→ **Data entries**
::::::::
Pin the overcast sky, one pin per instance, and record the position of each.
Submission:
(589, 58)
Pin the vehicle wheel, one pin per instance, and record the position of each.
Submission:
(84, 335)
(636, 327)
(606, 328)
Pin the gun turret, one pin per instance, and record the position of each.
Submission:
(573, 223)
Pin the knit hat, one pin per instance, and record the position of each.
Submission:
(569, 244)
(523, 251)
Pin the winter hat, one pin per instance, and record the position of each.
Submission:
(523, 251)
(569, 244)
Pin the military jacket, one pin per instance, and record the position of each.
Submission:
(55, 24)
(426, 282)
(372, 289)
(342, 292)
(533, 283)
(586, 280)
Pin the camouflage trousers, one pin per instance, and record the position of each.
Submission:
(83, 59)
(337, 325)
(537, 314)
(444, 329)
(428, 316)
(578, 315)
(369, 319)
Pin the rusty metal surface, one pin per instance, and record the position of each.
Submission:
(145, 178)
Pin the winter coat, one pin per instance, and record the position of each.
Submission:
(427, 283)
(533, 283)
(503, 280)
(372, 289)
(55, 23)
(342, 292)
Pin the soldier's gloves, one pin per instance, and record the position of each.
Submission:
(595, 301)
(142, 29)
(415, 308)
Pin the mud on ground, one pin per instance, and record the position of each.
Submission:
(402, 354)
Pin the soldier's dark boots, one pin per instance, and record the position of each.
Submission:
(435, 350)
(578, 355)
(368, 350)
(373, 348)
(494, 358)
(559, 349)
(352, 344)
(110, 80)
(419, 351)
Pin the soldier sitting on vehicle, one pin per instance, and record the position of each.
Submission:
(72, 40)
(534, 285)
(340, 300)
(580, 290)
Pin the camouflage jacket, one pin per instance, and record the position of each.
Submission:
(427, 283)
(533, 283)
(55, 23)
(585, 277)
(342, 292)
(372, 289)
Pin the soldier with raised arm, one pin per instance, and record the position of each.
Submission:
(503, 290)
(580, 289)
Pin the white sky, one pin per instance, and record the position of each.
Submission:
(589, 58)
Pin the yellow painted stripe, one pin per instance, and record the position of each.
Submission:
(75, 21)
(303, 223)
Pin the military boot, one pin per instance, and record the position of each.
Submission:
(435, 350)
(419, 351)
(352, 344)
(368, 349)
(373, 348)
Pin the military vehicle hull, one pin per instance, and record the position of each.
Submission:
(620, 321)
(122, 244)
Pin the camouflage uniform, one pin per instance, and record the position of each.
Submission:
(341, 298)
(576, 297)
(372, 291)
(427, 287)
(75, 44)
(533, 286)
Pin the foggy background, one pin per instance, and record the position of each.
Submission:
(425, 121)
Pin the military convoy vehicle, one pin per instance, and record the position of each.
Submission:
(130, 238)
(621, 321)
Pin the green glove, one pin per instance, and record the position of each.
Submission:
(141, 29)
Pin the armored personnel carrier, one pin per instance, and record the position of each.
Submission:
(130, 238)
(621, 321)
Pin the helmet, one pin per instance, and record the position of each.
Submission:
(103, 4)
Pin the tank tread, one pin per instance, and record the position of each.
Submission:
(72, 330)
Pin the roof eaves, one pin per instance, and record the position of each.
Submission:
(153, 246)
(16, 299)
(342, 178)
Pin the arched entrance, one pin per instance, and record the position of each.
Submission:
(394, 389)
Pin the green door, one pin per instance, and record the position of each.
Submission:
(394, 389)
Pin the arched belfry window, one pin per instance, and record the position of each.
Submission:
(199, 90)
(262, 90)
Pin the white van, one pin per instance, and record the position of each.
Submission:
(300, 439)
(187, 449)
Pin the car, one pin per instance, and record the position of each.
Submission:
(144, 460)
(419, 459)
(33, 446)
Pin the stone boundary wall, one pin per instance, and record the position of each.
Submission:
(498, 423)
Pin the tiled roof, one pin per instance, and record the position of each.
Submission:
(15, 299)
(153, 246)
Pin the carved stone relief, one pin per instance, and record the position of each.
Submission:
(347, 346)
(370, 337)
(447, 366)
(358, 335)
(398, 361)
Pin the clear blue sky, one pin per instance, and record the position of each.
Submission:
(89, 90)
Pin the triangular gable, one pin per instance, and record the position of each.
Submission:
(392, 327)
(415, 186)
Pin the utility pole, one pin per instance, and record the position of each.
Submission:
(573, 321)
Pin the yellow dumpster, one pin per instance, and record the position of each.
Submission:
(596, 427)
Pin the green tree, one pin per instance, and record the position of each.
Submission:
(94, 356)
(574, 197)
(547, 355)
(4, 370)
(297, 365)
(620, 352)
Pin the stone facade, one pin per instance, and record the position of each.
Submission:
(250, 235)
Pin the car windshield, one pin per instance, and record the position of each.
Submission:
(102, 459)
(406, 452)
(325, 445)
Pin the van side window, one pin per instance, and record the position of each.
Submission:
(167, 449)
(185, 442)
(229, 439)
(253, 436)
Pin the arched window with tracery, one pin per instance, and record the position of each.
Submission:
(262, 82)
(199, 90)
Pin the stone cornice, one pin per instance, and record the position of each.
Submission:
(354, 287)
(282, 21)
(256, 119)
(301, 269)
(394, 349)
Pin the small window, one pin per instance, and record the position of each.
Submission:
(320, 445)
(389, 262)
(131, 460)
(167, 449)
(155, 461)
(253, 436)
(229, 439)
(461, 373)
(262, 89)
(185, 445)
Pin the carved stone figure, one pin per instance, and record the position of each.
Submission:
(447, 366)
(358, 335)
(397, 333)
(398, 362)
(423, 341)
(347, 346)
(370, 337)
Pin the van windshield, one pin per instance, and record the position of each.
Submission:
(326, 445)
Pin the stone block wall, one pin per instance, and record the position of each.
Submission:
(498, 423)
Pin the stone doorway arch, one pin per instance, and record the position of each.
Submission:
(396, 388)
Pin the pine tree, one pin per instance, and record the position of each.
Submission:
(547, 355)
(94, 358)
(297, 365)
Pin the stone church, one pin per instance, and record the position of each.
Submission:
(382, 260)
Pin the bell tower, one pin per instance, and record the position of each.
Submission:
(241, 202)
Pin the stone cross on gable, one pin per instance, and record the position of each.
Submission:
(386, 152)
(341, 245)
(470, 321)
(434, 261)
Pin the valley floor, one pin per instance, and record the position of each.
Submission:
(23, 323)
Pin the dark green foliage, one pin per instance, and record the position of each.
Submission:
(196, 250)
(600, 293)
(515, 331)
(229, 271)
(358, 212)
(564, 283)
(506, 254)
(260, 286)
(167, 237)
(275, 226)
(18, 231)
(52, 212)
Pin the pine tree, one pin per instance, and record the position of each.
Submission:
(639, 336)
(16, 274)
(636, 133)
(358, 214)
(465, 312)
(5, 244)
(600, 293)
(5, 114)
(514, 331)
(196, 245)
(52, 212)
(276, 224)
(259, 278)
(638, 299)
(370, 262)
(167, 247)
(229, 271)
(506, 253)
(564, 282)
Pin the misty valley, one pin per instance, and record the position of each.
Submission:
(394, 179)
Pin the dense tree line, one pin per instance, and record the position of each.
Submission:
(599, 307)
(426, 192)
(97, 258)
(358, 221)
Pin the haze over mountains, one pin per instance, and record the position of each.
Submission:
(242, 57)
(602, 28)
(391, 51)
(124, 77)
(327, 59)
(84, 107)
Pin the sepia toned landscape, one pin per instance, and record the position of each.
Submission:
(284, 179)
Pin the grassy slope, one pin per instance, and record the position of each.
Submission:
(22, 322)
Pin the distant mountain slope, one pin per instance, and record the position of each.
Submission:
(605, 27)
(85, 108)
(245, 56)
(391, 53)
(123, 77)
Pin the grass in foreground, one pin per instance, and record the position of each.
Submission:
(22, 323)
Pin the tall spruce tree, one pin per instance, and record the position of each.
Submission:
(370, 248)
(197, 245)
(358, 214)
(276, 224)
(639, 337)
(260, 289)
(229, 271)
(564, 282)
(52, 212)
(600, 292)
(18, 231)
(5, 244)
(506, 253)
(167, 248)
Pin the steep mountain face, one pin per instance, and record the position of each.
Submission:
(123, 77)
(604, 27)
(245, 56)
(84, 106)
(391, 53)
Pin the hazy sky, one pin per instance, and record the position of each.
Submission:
::::::::
→ **OBJECTIVE**
Could you rewrite the data from the line containing "Pin the haze" through the final line of the data as a JSON list of strings, with one string per line and blank lines left out?

→ **EXERCISE RESULT**
[
  "Pin the haze over mountains, one pin per instance, and record the position of each.",
  "Submission:",
  "(242, 57)",
  "(602, 28)",
  "(391, 51)",
  "(124, 77)",
  "(327, 59)",
  "(84, 107)",
  "Pin the sepia toned landscape, one pin per instance, and record the position of each.",
  "Submission:",
  "(284, 179)",
  "Pin the grassy slope, one pin per instance, and record the position of each.",
  "Submission:",
  "(22, 322)",
  "Pin the distant mountain slope, one pin per instance, and record the position of each.",
  "Submission:",
  "(605, 27)",
  "(85, 108)",
  "(245, 56)",
  "(391, 53)",
  "(123, 77)",
  "Pin the grass in foreground, one pin per instance, and record the position of each.",
  "Submission:",
  "(22, 323)",
  "Pin the tall spruce tree, one pin per instance, and record the position of each.",
  "Submission:",
  "(370, 248)",
  "(197, 245)",
  "(358, 214)",
  "(276, 224)",
  "(639, 337)",
  "(260, 289)",
  "(229, 271)",
  "(564, 282)",
  "(52, 212)",
  "(600, 292)",
  "(18, 231)",
  "(5, 244)",
  "(506, 253)",
  "(167, 248)",
  "Pin the steep mountain face, one pin per instance, and record the position of each.",
  "Submission:",
  "(123, 77)",
  "(604, 27)",
  "(245, 56)",
  "(84, 106)",
  "(391, 53)",
  "Pin the hazy sky, one pin per instance, and record the position of each.",
  "Submission:"
]